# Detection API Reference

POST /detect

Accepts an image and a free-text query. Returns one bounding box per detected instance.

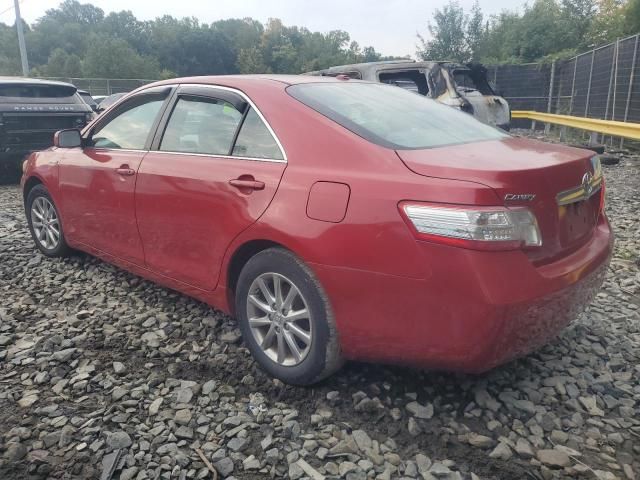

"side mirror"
[53,128,82,148]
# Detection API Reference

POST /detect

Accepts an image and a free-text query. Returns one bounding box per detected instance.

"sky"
[0,0,524,56]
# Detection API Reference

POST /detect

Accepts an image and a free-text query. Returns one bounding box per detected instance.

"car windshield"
[287,81,508,150]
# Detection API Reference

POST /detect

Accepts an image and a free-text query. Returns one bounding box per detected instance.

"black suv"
[0,77,93,181]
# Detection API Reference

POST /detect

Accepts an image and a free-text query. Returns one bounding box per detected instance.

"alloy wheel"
[31,197,60,250]
[247,272,313,366]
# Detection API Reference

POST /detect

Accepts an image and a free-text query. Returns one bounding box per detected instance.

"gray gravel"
[0,141,640,480]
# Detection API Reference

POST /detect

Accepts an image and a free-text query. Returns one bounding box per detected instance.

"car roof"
[0,76,76,88]
[145,74,362,87]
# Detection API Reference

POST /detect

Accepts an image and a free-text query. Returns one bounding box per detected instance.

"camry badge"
[504,193,536,202]
[582,172,593,197]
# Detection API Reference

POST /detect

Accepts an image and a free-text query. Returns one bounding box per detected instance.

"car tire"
[236,248,343,385]
[25,184,72,257]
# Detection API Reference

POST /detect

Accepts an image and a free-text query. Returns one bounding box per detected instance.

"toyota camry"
[22,75,613,384]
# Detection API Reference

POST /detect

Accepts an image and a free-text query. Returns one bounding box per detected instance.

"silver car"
[305,60,511,130]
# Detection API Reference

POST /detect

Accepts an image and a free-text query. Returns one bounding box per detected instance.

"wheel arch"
[22,175,44,203]
[226,239,286,313]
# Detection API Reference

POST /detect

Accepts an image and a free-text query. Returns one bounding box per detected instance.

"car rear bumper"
[312,218,613,372]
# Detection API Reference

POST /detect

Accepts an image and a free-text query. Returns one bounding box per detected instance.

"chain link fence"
[487,34,640,144]
[45,77,156,96]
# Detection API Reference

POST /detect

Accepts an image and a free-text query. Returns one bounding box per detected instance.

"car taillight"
[400,202,542,250]
[598,175,605,215]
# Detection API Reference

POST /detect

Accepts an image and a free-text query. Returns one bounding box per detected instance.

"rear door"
[59,87,171,265]
[136,86,287,290]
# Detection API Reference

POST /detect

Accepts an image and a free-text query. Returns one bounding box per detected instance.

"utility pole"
[13,0,29,77]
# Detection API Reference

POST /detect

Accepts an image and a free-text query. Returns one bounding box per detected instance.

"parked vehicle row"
[22,75,613,384]
[307,60,511,130]
[0,77,93,179]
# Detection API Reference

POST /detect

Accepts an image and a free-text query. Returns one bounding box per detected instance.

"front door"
[136,86,286,290]
[59,88,170,265]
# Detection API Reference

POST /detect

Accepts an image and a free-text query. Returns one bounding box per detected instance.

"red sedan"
[22,76,613,384]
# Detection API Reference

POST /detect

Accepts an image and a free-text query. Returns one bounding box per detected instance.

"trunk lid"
[397,138,601,264]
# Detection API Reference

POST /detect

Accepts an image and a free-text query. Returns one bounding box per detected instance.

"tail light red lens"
[598,175,606,215]
[400,202,542,250]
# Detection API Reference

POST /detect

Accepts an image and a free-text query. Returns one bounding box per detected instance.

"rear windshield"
[0,84,76,98]
[287,81,508,150]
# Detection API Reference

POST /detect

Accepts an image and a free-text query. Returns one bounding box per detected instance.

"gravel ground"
[0,141,640,480]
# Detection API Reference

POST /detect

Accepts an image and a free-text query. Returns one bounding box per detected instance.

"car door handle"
[229,178,264,190]
[116,165,136,177]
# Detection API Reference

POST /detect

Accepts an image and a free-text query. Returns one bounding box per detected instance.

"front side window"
[287,82,508,150]
[91,97,164,150]
[160,97,242,155]
[233,108,283,160]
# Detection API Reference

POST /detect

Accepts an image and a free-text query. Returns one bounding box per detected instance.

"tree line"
[0,0,640,79]
[0,0,384,79]
[416,0,640,64]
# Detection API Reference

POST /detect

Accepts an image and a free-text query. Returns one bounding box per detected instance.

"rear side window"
[160,96,283,160]
[287,82,508,150]
[160,97,242,155]
[233,108,283,160]
[378,70,429,95]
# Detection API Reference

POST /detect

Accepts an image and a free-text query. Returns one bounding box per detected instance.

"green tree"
[465,0,484,61]
[587,0,624,45]
[624,0,640,35]
[560,0,597,49]
[236,46,271,73]
[0,0,382,78]
[416,0,470,62]
[82,35,160,78]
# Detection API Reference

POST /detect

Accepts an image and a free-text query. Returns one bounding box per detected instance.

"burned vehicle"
[305,60,511,130]
[0,77,93,177]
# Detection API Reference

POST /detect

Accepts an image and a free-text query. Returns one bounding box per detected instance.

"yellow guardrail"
[511,110,640,140]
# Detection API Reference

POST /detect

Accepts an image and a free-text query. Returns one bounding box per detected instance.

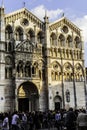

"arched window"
[25,61,31,77]
[37,31,44,44]
[15,27,23,41]
[67,35,73,47]
[50,33,57,46]
[59,34,65,47]
[75,36,81,48]
[5,25,13,40]
[27,29,35,43]
[5,67,12,79]
[17,61,24,77]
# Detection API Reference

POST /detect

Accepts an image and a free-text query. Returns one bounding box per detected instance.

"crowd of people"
[0,108,87,130]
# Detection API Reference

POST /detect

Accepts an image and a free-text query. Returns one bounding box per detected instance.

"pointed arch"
[26,28,35,43]
[63,62,73,81]
[15,26,24,41]
[58,34,65,46]
[67,35,73,47]
[50,32,57,46]
[74,63,84,81]
[5,24,13,40]
[74,36,81,48]
[51,61,62,81]
[37,31,44,44]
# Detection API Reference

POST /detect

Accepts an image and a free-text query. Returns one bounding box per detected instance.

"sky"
[0,0,87,67]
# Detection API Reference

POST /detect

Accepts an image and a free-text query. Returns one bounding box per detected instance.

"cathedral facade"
[0,7,86,112]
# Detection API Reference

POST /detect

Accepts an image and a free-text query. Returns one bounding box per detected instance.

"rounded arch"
[15,26,24,41]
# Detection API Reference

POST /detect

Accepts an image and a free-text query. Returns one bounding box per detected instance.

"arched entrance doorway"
[18,82,39,112]
[54,95,62,110]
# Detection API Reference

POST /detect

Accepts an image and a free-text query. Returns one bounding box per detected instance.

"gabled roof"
[49,16,81,32]
[5,7,42,23]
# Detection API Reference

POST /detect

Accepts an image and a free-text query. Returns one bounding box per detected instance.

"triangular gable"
[49,17,81,34]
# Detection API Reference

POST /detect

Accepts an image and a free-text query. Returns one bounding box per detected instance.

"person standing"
[77,109,87,130]
[11,111,20,130]
[2,113,9,130]
[65,108,76,130]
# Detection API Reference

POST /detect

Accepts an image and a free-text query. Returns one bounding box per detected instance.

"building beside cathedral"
[0,4,86,112]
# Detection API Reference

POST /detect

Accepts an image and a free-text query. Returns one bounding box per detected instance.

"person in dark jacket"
[65,108,76,130]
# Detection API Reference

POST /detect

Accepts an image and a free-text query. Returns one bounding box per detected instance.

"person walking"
[2,113,9,130]
[77,109,87,130]
[11,111,20,130]
[65,108,76,130]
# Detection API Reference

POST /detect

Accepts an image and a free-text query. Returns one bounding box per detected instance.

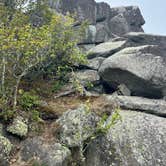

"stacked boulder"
[49,0,145,50]
[50,0,166,166]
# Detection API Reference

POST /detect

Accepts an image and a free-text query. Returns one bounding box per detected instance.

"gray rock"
[72,70,100,86]
[7,116,28,137]
[86,57,105,70]
[88,41,126,58]
[99,45,166,98]
[106,96,166,117]
[85,110,166,166]
[109,6,145,36]
[116,84,131,96]
[95,21,111,44]
[124,32,166,51]
[81,25,97,44]
[49,0,97,23]
[19,137,71,166]
[57,105,99,147]
[78,44,96,53]
[96,2,110,22]
[0,135,13,166]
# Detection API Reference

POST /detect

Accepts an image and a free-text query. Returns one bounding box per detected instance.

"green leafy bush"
[19,92,39,111]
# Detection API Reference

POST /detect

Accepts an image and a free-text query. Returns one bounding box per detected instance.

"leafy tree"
[0,0,85,110]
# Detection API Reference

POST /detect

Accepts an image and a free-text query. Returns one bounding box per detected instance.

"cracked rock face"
[57,106,99,147]
[0,135,12,166]
[49,0,145,44]
[85,110,166,166]
[19,137,71,166]
[99,45,166,98]
[7,116,28,137]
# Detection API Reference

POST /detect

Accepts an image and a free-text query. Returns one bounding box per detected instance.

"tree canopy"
[0,0,85,113]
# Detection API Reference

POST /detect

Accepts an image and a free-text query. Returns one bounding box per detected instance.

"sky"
[96,0,166,36]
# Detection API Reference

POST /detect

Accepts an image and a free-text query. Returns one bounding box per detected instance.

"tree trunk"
[1,57,6,97]
[13,75,22,111]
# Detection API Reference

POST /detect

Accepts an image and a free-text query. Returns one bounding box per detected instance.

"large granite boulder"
[18,137,71,166]
[49,0,97,23]
[99,45,166,98]
[124,32,166,51]
[109,6,145,36]
[7,116,28,137]
[0,135,13,166]
[57,105,99,147]
[88,40,126,58]
[85,110,166,166]
[106,95,166,117]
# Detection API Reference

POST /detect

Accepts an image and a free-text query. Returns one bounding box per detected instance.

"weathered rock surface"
[49,0,97,23]
[99,45,166,98]
[124,32,166,51]
[20,137,71,166]
[0,135,12,166]
[88,41,126,58]
[49,0,145,44]
[7,116,28,137]
[73,70,100,87]
[57,106,99,147]
[86,57,105,70]
[109,6,145,36]
[85,110,166,166]
[106,96,166,117]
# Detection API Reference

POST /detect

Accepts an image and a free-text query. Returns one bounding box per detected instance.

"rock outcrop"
[57,106,99,147]
[99,45,166,98]
[18,137,71,166]
[49,0,145,48]
[106,95,166,117]
[85,110,166,166]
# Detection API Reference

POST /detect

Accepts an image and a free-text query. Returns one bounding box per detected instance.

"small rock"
[117,84,131,96]
[106,96,166,117]
[0,135,12,166]
[57,105,99,147]
[19,137,71,166]
[7,116,28,137]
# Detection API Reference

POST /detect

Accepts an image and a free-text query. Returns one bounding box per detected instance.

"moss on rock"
[7,116,28,137]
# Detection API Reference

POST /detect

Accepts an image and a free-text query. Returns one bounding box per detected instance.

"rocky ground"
[0,0,166,166]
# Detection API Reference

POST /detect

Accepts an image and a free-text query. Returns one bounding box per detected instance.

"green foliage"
[19,92,39,111]
[96,109,121,136]
[52,80,65,92]
[0,0,86,114]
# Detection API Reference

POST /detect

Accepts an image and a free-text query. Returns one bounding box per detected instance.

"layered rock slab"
[106,95,166,117]
[85,110,166,166]
[99,45,166,98]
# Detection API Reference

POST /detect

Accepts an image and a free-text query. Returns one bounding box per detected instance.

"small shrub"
[19,92,39,111]
[52,80,65,92]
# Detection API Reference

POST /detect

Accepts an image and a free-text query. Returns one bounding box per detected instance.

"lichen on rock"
[7,116,28,137]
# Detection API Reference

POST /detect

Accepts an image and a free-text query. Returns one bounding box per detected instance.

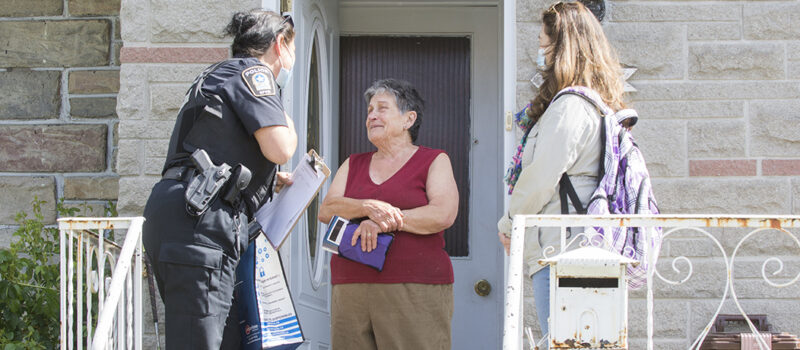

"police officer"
[143,10,297,349]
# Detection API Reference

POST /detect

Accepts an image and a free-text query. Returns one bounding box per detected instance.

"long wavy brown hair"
[528,2,625,121]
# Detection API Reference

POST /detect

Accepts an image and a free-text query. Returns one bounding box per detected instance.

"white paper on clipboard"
[255,149,331,249]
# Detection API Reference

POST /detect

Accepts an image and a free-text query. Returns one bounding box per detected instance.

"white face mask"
[275,40,294,89]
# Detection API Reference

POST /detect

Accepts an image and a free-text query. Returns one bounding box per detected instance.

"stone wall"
[0,0,122,238]
[516,0,800,349]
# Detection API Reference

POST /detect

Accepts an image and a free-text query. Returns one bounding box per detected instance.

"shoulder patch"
[242,66,275,97]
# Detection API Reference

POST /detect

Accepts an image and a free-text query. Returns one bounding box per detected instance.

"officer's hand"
[274,171,293,193]
[350,220,381,253]
[362,199,403,232]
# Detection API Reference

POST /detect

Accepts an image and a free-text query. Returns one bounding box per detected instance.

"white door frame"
[280,0,339,350]
[339,1,506,349]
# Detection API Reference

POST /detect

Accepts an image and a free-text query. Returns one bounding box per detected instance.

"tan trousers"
[331,283,453,350]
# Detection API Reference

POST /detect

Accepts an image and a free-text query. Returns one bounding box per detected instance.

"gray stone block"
[117,140,144,175]
[689,43,785,80]
[150,84,188,121]
[604,23,686,79]
[68,0,120,16]
[792,179,800,215]
[146,64,208,83]
[633,120,689,177]
[117,176,160,216]
[516,0,553,22]
[0,228,17,249]
[0,124,107,172]
[632,101,744,119]
[144,140,169,159]
[689,297,800,337]
[742,1,800,40]
[611,1,742,23]
[628,299,689,338]
[749,100,800,157]
[119,120,175,140]
[119,0,150,42]
[0,69,61,119]
[0,20,111,67]
[69,70,119,94]
[151,0,262,43]
[0,176,56,225]
[631,81,800,101]
[786,42,800,80]
[69,97,117,118]
[686,21,742,40]
[64,176,119,200]
[689,120,747,159]
[144,158,166,176]
[117,64,150,120]
[645,179,791,215]
[0,0,64,17]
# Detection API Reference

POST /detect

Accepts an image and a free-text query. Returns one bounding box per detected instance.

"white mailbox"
[539,247,637,349]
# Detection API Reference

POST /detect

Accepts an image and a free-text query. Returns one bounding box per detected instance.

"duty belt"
[161,166,195,182]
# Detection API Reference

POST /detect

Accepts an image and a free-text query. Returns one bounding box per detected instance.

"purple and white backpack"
[553,86,662,289]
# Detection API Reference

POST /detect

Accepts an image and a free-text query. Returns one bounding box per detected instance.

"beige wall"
[516,0,800,349]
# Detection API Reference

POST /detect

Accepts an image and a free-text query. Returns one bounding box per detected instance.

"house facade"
[0,0,800,349]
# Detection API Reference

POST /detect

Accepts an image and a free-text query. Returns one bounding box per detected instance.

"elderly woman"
[497,2,625,344]
[319,79,458,350]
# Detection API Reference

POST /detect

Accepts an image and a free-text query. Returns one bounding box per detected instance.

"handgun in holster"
[184,149,231,215]
[222,164,253,206]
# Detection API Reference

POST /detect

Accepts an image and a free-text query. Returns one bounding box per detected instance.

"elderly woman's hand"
[350,220,382,252]
[362,199,403,232]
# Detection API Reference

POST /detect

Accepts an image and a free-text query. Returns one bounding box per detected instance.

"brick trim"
[119,46,228,63]
[761,159,800,176]
[689,159,757,176]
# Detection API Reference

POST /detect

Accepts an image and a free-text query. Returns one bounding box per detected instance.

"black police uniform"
[143,57,286,349]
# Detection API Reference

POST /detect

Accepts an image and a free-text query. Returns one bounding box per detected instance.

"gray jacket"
[497,95,602,275]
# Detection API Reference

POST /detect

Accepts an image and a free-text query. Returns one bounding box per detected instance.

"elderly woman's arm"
[401,153,458,235]
[317,159,404,232]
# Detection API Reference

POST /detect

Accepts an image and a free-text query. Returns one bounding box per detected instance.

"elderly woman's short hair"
[364,79,425,142]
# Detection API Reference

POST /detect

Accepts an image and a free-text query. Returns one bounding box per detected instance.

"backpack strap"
[550,86,608,215]
[558,173,586,215]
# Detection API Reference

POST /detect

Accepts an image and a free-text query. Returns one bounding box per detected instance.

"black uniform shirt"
[164,57,287,214]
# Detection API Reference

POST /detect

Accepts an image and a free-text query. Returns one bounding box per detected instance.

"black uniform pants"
[143,180,247,350]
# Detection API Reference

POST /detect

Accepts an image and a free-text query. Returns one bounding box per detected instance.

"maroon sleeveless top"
[331,146,453,284]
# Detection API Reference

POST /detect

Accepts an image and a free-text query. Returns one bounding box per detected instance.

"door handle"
[475,279,492,297]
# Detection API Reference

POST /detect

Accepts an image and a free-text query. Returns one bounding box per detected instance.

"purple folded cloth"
[339,224,394,271]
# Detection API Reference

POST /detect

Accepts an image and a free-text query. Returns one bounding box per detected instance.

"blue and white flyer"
[236,234,305,350]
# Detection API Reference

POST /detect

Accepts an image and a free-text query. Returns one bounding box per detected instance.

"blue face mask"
[536,47,547,71]
[275,41,294,89]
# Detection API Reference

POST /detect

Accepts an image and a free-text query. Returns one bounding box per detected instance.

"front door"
[338,5,503,349]
[281,0,338,350]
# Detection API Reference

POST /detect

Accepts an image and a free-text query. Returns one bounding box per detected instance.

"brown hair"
[225,9,294,57]
[528,2,625,121]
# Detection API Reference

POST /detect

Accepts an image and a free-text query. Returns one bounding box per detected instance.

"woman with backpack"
[497,2,625,342]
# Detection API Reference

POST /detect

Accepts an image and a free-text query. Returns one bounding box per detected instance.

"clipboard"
[255,149,331,249]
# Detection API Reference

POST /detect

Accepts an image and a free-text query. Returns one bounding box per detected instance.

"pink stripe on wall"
[761,159,800,176]
[119,46,228,63]
[689,159,757,176]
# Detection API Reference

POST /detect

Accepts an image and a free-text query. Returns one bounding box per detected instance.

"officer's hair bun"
[225,9,294,57]
[225,12,258,37]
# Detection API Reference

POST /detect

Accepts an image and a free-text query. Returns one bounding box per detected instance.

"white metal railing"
[58,217,144,350]
[503,215,800,350]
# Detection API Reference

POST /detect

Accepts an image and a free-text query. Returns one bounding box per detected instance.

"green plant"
[0,198,116,350]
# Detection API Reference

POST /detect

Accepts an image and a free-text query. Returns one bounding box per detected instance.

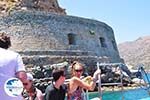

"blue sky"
[58,0,150,44]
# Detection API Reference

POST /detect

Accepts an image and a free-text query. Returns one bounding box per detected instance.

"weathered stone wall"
[0,0,66,15]
[0,11,120,66]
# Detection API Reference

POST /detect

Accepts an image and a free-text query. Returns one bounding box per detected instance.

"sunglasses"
[75,69,83,72]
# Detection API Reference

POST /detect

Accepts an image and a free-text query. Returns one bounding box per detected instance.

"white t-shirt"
[0,48,25,100]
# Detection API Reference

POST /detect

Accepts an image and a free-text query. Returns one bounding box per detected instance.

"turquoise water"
[89,74,150,100]
[89,88,150,100]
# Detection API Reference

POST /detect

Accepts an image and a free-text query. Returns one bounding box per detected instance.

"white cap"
[26,73,33,81]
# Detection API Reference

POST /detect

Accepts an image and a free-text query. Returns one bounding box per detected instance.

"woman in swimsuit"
[67,61,100,100]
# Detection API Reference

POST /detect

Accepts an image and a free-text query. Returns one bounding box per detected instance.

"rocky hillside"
[118,36,150,69]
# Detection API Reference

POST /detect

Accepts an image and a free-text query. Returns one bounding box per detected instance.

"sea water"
[89,88,150,100]
[89,74,150,100]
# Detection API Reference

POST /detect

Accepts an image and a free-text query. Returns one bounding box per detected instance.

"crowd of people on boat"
[0,32,101,100]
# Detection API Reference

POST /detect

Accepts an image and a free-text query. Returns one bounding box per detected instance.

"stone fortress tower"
[0,0,121,66]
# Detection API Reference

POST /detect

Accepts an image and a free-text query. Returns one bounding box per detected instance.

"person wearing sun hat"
[22,73,43,100]
[0,32,27,100]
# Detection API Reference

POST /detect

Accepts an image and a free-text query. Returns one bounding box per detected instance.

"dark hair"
[52,68,64,82]
[0,32,11,49]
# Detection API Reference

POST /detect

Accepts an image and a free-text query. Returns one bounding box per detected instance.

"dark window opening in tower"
[112,41,117,50]
[99,37,107,48]
[68,33,76,45]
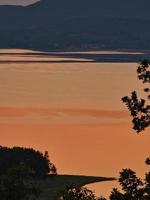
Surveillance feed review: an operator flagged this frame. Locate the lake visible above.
[0,50,150,195]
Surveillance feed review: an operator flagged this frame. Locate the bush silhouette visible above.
[122,60,150,133]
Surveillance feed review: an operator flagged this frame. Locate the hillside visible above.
[0,0,150,50]
[38,175,114,200]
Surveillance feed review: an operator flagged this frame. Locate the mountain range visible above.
[0,0,150,50]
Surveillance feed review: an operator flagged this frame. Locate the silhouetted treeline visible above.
[0,146,57,178]
[122,60,150,133]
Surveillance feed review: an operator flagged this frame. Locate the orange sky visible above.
[0,0,36,5]
[0,50,150,197]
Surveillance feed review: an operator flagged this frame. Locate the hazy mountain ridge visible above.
[0,0,150,49]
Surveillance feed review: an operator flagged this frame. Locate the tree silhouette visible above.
[58,186,98,200]
[0,146,57,178]
[100,166,150,200]
[122,60,150,133]
[0,146,57,200]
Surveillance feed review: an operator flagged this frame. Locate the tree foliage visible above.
[0,146,57,178]
[99,166,150,200]
[59,186,98,200]
[122,60,150,133]
[0,146,57,200]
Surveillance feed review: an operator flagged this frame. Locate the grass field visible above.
[38,175,114,200]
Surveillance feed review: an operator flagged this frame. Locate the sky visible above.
[0,0,36,5]
[0,50,150,194]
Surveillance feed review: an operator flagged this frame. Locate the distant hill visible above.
[0,0,150,50]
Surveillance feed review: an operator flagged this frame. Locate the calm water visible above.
[0,50,150,197]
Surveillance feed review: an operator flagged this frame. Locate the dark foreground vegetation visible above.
[0,147,114,200]
[122,60,150,133]
[60,60,150,200]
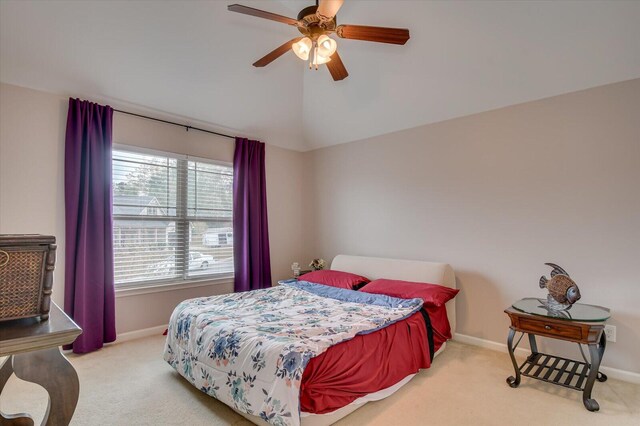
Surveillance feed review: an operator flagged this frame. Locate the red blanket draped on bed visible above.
[300,308,451,414]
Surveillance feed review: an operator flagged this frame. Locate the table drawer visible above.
[519,318,582,340]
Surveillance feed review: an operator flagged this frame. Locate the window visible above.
[112,147,233,287]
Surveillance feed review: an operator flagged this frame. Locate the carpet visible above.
[0,336,640,426]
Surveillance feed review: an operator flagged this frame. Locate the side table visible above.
[504,298,610,411]
[0,302,82,426]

○ ○ ○ ○ ○ ○ ○

- [What is needed]: Express everything from the start of the items down to the line containing "[247,272,313,366]", inclusive, as a two-column CSV with the headers "query" and "boxes". Give one row per item, put the item's text and its answer each in a single quoted field with line breaks replaced by spaces, and leave the pictures out.

- [Result below]:
query,boxes
"# Detection API Reference POST /detect Accepts an image and a free-text query. Returns one bounding box per detected instance. ""side mirror""","[53,128,82,148]"
"# Detection API Reference POST /detect Accepts an image and a free-text query. Returns one bounding box per detected instance. ""sky""","[0,0,524,56]"
"# Detection API Reference POST /detect Accepts an image and a free-text query. Returns one bounding box per detected instance. ""car windshield""","[287,81,508,150]"
"# Detection API Reference POST /detect Accepts an image and a free-text query. Returns one bounding box per detected instance. ""black suv""","[0,77,93,181]"
"# Detection API Reference POST /detect Accepts an image and a free-text query. Returns one bounding box per detected instance. ""alloy wheel""","[31,197,60,250] [247,272,313,366]"